------ Dataset

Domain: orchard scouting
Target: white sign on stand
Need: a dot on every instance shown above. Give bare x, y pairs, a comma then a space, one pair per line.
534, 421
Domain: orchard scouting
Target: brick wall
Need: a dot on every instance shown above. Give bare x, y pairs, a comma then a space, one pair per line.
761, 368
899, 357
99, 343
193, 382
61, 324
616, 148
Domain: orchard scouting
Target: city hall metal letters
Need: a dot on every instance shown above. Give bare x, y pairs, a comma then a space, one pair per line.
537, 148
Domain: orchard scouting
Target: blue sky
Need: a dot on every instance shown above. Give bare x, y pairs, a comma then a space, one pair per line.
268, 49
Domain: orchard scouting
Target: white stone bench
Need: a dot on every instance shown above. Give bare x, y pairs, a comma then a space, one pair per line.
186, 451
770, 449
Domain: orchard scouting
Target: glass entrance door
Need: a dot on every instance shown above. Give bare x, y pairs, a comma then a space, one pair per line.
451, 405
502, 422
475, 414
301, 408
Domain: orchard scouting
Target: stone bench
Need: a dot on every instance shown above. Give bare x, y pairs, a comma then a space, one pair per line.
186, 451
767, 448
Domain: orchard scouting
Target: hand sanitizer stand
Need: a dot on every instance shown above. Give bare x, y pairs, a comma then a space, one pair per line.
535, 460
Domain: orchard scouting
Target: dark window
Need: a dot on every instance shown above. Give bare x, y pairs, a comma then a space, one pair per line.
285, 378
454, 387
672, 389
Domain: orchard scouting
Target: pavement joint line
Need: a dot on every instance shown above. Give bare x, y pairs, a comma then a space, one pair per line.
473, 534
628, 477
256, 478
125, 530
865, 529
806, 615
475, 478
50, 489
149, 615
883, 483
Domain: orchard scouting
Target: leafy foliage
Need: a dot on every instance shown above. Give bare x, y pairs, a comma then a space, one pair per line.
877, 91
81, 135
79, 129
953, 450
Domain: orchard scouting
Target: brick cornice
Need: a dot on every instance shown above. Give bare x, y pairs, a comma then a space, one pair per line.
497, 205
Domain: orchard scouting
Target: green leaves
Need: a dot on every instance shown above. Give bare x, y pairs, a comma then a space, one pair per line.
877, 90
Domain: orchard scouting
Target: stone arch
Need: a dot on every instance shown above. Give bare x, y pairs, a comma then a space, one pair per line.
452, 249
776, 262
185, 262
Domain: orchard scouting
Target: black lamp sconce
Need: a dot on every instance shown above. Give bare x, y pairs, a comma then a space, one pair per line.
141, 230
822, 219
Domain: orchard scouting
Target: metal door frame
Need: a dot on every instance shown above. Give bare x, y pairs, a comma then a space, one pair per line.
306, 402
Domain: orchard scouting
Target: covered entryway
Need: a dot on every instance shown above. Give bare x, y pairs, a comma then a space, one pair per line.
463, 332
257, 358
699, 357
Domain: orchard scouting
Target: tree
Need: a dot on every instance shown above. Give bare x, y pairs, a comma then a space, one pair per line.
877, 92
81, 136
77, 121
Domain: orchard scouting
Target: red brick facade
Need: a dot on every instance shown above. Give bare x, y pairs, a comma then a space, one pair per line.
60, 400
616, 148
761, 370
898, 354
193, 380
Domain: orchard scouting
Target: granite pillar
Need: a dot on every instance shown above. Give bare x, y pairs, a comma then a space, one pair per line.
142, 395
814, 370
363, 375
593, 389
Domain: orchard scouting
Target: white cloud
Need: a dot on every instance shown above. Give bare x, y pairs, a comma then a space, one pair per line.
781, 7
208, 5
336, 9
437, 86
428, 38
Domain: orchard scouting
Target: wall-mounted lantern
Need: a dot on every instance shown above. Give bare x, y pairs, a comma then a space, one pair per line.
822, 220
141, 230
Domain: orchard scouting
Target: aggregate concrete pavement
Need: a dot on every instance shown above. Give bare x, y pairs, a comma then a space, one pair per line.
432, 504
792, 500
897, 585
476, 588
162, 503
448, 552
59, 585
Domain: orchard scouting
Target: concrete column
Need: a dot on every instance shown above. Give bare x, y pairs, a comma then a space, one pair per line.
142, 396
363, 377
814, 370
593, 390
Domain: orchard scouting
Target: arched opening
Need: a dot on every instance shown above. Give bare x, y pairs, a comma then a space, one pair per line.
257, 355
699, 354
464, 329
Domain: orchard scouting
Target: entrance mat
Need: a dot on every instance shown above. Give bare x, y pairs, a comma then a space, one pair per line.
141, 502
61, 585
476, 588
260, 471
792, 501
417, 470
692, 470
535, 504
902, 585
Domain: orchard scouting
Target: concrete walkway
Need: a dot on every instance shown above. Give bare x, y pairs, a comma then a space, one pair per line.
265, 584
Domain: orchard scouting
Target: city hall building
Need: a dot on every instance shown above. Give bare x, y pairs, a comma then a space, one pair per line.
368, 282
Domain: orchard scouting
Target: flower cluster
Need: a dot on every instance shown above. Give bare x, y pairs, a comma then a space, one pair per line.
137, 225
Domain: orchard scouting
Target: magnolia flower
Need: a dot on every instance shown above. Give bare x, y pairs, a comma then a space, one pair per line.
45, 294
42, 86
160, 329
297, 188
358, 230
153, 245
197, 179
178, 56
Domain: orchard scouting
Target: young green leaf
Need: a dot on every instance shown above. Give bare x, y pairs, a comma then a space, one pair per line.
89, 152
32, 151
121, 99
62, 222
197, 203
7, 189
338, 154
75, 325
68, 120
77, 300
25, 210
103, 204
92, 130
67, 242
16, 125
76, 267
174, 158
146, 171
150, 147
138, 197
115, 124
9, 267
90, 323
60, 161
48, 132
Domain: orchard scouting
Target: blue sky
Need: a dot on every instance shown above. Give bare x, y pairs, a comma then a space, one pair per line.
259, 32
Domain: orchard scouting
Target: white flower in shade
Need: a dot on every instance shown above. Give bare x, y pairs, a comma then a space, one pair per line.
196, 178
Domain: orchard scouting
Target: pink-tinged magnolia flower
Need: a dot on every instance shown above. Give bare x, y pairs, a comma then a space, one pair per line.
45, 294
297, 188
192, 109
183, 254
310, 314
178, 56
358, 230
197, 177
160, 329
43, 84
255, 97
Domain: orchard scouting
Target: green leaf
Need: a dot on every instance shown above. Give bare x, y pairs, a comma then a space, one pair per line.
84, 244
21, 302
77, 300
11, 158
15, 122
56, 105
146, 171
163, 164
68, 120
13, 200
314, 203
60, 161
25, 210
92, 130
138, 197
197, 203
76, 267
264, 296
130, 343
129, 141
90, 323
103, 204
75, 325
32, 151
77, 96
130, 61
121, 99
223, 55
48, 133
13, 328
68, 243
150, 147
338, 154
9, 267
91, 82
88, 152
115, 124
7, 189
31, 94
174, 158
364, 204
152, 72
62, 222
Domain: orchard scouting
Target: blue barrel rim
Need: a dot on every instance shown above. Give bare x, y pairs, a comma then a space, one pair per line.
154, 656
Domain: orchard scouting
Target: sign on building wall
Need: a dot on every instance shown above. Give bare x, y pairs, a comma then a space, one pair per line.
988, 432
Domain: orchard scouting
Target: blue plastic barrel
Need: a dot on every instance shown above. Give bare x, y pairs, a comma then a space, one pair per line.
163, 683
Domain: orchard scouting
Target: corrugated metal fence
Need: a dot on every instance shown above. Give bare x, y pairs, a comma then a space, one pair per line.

------------

= Stated task =
Gather every line of the listing above that contains the word "metal". Case counts.

= Task answer =
Target: city hall metal letters
Target: metal door frame
Target: corrugated metal fence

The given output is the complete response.